* READING TEXT:
Monday, January 9, 2012

Maybe I Was Washed Out Like a Lip Print On a Shirt.

I'm going back to school on January 17th. Taking Abnormal Psychology, which I *think* is the last prerequisite I need to get into the Adler School of Professional Psychology, my first choice school to obtain my PsyD in Counseling Psychology to become an addiction and substance abuse therapist. I might have to take statistics, which will suck, because math isn't my strong suit, but I'll manage. The psych class meets once a week at night, and I find myself with a plethora of free time during which to schedule classes nowadays.

Why is that? On Thursday night, I was fired from my job at the medical practice after nearly 3 years of dedicated, hard, successful service, coming in when I was really sick, on days after I'd been violently abused the night before and could barely move, managing pancreatitis, and most recently, with a broken tailbone. Why was I fired? Because of diarrhea medication.

Diarrhea medication that this well of medical knowledge honestly, in her heart, did not know was a controlled substance, having taken it myself about 15 years ago during a bout of atomic diarrhea from irritable bowel. As much as I knew about this diarrhea medication was that it slowed down the activity of the gut better than over the counter Immodium.

Too stunned and caught in the headlights to come to my own defense, I sat there, bundled up in my coat after bidding the last doctor goodnight and listened to what was unthinkable, irrational and unnecessary in the presence of three of the four doctors in the practice, harshly including the doctor who is one of my closest confidants and in the absence of the doctor who had the issue with me and the diarrhea drug in the first place.

* RECORDS SHOWN:
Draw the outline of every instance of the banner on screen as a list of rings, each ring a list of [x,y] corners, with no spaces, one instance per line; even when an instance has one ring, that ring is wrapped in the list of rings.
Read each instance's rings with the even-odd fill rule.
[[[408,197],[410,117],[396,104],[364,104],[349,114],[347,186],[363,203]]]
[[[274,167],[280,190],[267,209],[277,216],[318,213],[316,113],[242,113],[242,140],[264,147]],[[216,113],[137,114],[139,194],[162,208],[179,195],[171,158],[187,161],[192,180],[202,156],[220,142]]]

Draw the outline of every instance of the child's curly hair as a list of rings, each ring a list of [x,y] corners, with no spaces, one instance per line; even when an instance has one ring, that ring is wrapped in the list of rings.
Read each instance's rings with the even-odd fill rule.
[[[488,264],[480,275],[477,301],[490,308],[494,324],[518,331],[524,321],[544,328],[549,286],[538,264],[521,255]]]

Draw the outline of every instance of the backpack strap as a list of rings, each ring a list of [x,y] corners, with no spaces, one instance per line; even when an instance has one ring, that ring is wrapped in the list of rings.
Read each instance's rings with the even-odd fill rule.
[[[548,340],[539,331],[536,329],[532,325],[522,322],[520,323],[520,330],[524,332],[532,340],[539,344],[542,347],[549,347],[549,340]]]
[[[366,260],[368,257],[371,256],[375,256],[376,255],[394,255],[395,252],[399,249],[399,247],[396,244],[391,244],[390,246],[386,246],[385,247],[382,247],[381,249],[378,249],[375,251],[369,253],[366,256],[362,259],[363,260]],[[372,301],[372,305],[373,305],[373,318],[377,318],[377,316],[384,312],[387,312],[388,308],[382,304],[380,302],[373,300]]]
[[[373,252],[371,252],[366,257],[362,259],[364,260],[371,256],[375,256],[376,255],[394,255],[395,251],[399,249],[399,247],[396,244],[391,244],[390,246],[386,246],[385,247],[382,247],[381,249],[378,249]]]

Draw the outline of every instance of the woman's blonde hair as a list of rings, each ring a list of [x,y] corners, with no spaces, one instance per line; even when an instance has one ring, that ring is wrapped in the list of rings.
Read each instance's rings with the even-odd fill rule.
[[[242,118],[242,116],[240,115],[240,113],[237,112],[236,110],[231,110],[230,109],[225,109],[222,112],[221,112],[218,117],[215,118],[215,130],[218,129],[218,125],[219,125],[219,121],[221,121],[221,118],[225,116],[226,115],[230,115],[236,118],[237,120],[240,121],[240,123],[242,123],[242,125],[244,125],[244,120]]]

* TASKS TO PERFORM:
- a) In the blog post, on what date does the writer go back to school?
- b) Carry on the blog post about the firing from the point where it stops.
You won't need the items for this.

* ANSWERS TO THE TASKS:
- a) January 17th.

- b)
Thus the medical practice lost the only degreed professional in the front office; the smartest one. The friendly, courageous, witty and polite but firm, unabashedly (at times) anxious, frequently sickly but worked through it all anyway, almost middle aged, wise and mature one who liked to crank up the smooth jazz channel on the TV in the waiting room when the patients left for the day. They lost the one who busted all the patients who were abusing their Rx's because she knew every junkie trick in the book, who's efforts at helping addicted patients went completely unrecognized or appreciated, who struggled through mental illness and was inches away from 4 years of sobriety, who knew who the alcoholic/addict patients were and showed them compassion and understanding they otherwise wouldn't have received in the hands of someone with less colorful life experience and certainly not at the hands of the psychologically untrained.

The practice stated that they will not give me a good reference in order to find another job, other than to say that I showed up on time, did my work and went home. That's more than unfair. And perhaps a moot point if I choose to go to school full-time anyway. My ex-husband told me not to burn any bridge, but at this point, what do I have left to lose?